Brent C. Williams, MD, MPH: Sustaining change
Path of Excellence gives students opportunity to improve health outcomes around the world
Brent C. Williams, MD, MPH is a Professor in Internal Medicine and the Medical Director of the U-M Complex Care Management (CCMP). In addition, Dr. Williams is one of several Michigan Medicine faculty who lead our Paths of Excellence, co-curricular opportunities that offer med students a deeper dive into eight different specialized areas of health care. Approximately 80-90% of our M1 students join a Path of Excellence each year. Dr. Williams has been the director of the Global Health & Disparities Path of Excellence since its inception in 2010. Here, he answers 10 questions about his Path and how med students can benefit from joining one that interests them.
Around 2010, the medical school embarked on a total curricular reform. Central to the reform was the notion that Michigan graduates should be excellent clinicians AND change agents serving society’s needs.
At that time, many schools were starting scholarly concentrations programs, in which medical students pursued research in a specific area during medical school. UMMS expanded this idea by including Paths of Excellence in the new curriculum. Significantly, school leadership decided that the first path would focus on addressing health disparities in the United States and low-income countries.
After more than a year of planning by a group of 10 to 12 faculty, GHD enrolled its first class of students in the spring of 2012. Over the next several years, GHD would become the model for a total of seven other Paths.
The mission of GHD is to facilitate medical students’ exploration of addressing health disparities by creating sustained change in collaboration with communities throughout their professional lives, whether these communities are in the United States or across the globe.

RECORDS SUPPLIED:

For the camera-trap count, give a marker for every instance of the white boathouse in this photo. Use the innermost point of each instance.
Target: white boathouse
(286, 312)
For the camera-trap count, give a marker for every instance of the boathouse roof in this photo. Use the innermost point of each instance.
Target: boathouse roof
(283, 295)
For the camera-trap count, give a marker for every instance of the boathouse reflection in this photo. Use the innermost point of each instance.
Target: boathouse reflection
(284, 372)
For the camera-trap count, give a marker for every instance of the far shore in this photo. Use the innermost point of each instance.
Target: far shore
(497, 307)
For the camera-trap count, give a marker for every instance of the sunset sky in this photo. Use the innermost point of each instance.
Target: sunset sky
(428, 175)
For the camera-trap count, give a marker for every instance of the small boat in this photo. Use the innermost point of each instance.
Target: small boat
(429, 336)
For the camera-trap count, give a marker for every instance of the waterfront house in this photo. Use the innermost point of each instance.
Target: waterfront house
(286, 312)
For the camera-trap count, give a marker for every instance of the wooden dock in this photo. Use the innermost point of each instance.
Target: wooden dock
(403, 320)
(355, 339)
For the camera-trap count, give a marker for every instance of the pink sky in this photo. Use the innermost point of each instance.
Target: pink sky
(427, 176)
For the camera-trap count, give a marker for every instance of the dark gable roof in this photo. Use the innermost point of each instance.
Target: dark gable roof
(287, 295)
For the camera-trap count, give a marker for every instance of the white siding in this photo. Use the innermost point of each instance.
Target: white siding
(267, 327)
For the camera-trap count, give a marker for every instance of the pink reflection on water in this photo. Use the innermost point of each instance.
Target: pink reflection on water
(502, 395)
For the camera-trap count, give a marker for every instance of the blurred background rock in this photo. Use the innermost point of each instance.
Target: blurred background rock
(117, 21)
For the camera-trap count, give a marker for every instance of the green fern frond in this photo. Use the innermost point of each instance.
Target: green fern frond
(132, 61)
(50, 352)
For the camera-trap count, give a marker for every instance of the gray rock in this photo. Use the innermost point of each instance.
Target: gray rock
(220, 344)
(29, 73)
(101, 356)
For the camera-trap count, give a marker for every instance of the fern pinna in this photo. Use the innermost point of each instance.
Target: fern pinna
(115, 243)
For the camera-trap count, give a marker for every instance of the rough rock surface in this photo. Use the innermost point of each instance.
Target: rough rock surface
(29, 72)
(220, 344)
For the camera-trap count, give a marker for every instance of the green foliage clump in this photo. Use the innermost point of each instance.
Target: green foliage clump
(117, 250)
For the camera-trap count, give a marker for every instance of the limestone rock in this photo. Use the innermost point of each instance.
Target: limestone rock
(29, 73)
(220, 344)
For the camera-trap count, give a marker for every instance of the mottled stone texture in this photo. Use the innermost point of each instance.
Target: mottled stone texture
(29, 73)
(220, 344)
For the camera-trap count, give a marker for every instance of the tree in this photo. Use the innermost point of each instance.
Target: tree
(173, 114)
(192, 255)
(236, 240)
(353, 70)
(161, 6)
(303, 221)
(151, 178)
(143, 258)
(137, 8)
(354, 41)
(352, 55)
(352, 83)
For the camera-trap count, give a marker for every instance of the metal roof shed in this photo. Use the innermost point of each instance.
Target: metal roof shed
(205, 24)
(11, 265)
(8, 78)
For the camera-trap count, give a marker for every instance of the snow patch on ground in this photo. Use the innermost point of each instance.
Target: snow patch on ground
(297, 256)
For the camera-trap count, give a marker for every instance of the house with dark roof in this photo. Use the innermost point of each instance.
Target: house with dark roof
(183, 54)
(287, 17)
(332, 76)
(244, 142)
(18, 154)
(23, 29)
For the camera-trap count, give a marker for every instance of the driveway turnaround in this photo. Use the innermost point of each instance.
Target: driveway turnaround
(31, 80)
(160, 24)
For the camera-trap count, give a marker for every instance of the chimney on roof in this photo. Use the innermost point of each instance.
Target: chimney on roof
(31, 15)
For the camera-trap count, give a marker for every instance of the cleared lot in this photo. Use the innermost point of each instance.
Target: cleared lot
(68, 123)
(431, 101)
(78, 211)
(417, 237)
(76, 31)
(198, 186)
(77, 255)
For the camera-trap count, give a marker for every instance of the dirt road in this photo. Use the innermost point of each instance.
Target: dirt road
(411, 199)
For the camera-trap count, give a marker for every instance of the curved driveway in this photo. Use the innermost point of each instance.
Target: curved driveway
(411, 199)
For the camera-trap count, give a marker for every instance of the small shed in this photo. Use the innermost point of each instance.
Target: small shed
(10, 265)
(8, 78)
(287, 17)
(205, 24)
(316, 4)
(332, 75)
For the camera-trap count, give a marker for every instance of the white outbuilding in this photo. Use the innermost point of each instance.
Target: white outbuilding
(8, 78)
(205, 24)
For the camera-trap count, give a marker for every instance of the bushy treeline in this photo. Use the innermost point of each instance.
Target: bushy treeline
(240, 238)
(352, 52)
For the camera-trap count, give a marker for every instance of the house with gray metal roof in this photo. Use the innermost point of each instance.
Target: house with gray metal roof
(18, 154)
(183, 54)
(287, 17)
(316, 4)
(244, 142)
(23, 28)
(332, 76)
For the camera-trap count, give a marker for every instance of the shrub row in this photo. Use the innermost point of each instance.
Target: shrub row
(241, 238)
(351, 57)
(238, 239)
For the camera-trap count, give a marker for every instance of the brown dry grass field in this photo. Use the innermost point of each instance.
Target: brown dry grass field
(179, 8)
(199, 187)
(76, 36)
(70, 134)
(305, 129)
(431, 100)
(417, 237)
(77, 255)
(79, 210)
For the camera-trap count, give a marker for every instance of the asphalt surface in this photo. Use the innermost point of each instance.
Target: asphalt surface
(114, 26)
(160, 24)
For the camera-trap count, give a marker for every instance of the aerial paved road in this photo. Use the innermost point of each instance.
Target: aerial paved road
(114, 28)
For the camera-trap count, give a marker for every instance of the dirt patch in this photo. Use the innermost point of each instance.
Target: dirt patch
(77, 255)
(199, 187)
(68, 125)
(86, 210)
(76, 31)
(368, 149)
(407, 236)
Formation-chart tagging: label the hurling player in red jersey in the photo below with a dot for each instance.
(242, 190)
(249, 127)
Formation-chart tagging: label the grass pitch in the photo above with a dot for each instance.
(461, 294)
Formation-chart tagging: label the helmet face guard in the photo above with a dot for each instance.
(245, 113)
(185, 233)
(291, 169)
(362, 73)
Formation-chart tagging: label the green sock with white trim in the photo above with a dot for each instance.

PARTS OF THE EXERCISE:
(a) Rewrite the paragraph of the Brent C. Williams profile that begins "At that time, many schools" as a short list. Keep its main facts.
(b) Using the Brent C. Williams profile, answer each question briefly. Mark the answers (i), (ii), (iii).
(i) Since what year has Dr. Williams directed the Global Health & Disparities Path of Excellence?
(ii) When did GHD enroll its first class of students?
(iii) For how many other Paths did GHD become the model?
(c) Decide whether each statement agrees with the Brent C. Williams profile. Answer yes or no, and quote the words of the profile that decide it.
(i) Approximately 80-90% of M1 students join a Path of Excellence each year.
(ii) A group of about 20 faculty planned GHD.
(iii) The first path focused only on health disparities within the United States.

COMPLETED EXERCISE:
(a)
- Many schools were starting scholarly concentrations programs, in which medical students pursued research in a specific area.
- UMMS expanded this idea by including Paths of Excellence in its new curriculum.
- School leadership decided that the first path would focus on addressing health disparities in the United States and low-income countries.

(b)
(i) 2010
(ii) The spring of 2012
(iii) Seven

(c)
(i) Yes: "Approximately 80-90% of our M1 students join a Path of Excellence each year."
(ii) No: "After more than a year of planning by a group of 10 to 12 faculty"
(iii) No: "the first path would focus on addressing health disparities in the United States and low-income countries"